Task requirements
Write the next part of the critique of Stoner's biblical prophecy book, picking up right after its last line.

(Document section begins)

For the 1976 edition, when Stoner was 88, his co-author was Robert Newman, a Philadelphia Professor of the New Testament, Biblical School of Theology. The book makes it clear that Stoner believed that 'faith' was threatened by scientific discoveries, and that he set up a pseudoscientific/mathematical exercise to 'prove' the accuracy of Ezekiel's and other OT prophecies.

The source of the information analysed by Stoner is pseudo history, in which "myths, legends and sagas are treated as the literal truth, by anyone not sceptical in his reading of ancient history, who considers the possibility of something being true as sufficient to believe it is true, if it fits one's agenda" (The Skeptic's Dictionary). This faith-based literalism damages a writer's academic objectivity, and it's highly likely that confirmation bias – and its 'co-worker', selective thinking – were at work in a non-conscious way.

Given the above, I'll not address the historical accuracy of what actually happened at Tyre, as opposed to what eventually found its way into the King James Version.

Nor will I address that unconvincing 1 in 75 million ‘coincidence'. I refer readers to the essentials of the biblical prophecy 'game', sometimes laughingly referred to as the "atheist's nightmare": "always 100% accurate", but it clearly isn't! (See below the article by skeptic, F Till)

In his book, Stoner gives 13 events in Genesis 1 that were "accomplished" to "his complete satisfaction in the order given". For example:

i In the beginning God created heaven and the earth (v1)

(Document section ends)
(Record excerpts begins)

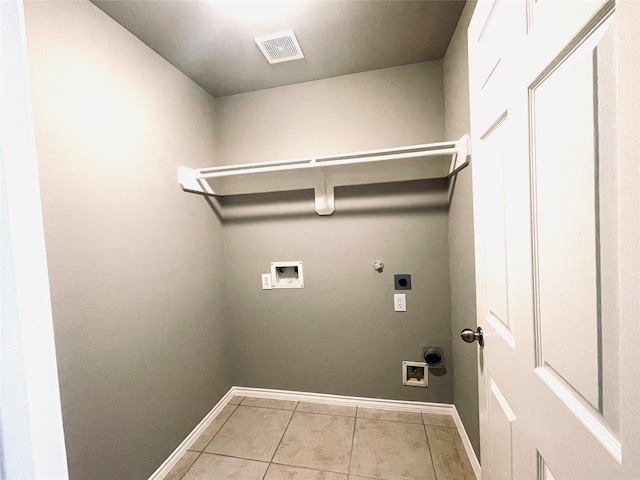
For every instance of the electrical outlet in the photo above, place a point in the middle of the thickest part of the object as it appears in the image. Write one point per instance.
(400, 302)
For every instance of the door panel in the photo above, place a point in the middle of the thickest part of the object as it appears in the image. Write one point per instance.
(550, 203)
(502, 418)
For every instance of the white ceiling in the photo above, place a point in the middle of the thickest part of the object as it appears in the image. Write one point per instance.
(212, 42)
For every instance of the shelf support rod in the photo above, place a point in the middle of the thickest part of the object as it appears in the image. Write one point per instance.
(324, 194)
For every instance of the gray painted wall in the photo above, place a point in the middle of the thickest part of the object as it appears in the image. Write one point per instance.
(462, 262)
(339, 334)
(134, 262)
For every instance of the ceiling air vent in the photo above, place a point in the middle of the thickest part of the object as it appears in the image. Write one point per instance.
(280, 48)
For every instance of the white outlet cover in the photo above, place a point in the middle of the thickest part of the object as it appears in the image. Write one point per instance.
(400, 302)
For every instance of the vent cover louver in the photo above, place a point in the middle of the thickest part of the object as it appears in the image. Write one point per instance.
(280, 48)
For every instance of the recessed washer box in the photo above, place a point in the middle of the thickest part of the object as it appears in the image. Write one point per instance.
(287, 275)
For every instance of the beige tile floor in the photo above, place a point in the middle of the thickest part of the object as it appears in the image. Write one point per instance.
(260, 439)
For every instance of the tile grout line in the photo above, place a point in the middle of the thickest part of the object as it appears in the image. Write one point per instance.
(433, 465)
(353, 440)
(293, 412)
(192, 464)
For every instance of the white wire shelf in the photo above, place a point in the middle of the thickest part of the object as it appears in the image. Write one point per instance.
(415, 162)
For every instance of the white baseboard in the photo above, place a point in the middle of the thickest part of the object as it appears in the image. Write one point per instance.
(179, 452)
(473, 458)
(327, 399)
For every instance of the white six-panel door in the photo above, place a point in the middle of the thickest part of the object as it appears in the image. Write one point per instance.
(556, 205)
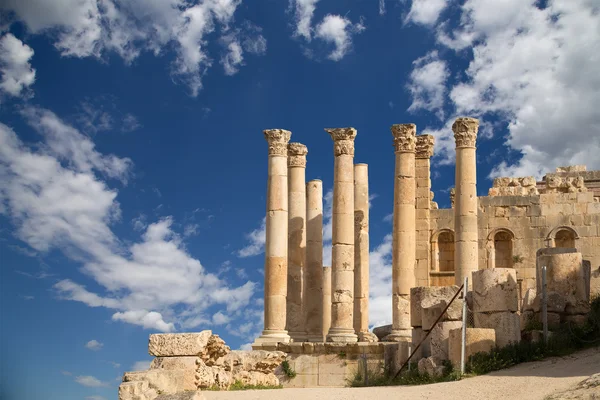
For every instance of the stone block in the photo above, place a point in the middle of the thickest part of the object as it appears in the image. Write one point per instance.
(430, 314)
(506, 324)
(495, 290)
(477, 340)
(178, 344)
(423, 297)
(438, 341)
(424, 350)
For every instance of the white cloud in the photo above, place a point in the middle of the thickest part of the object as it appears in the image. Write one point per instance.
(220, 318)
(427, 84)
(535, 69)
(303, 13)
(426, 12)
(65, 206)
(94, 345)
(90, 381)
(94, 28)
(338, 30)
(141, 365)
(257, 241)
(15, 68)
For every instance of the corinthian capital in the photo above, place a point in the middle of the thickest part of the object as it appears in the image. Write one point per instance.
(425, 146)
(278, 140)
(404, 137)
(297, 155)
(343, 140)
(465, 131)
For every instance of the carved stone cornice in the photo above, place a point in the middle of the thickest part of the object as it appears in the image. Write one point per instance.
(465, 131)
(404, 137)
(278, 140)
(424, 146)
(297, 155)
(343, 140)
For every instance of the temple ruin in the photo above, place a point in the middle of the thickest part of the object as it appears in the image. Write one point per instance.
(308, 302)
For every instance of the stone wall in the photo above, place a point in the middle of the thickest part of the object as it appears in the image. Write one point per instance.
(563, 213)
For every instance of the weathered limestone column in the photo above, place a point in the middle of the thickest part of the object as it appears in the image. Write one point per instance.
(465, 208)
(424, 152)
(296, 240)
(313, 294)
(276, 240)
(361, 253)
(404, 235)
(342, 259)
(326, 301)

(Record excerpts ends)

Response to the task
ii And the earth was without form, and void etc (v2)
x And God created whales which the waters brought forth abundantly, after their kind (v21)
xiii So God created man in his own image (v 27)
Stoner's Introduction includes this passage: "If Genesis were written by man using the scientific ideas at the time we could expect to find most of its definite statements in error. If we find them all verified by the best of our science today we can be certain that Genesis does not present the beliefs and culture of the days it was written."

One might ask the precise meaning of the phrase, "all verified by the best of our science today". If that "science" is reflected in the naïve and superficial level of analysis demonstrated by Stoner in his Chapter 1, it's an impoverished, non-analytical process, of the kind favoured by creationist writers with an advanced case of confirmation bias. "We might define science as the result of the attempt of man to determine what God did in the creation and what laws He laid down…" (PW Stoner)!

Having convinced himself, Stoner was able to claim that his work was part of the "evidence that continues to accumulate in favour of the Bible as the product of a Divine Intelligence": familiar territory for Investigator readers. I present this article as an expose of what may underpin the processes involved in some, if not most, creationist apologetics.
 

REFERENCES

Stoner P W Science Speaks (1952-1976) online version at
www.geocities.com/stonerdon/science_speaks.html#c8

Carroll R T The Skeptic's Dictionary (online)

Peter W Stoner in Wikipedia

Till F Fulfilled Prophecy: An Unprovable Claim (2) in The
Skeptical Review March-April 1996 (online)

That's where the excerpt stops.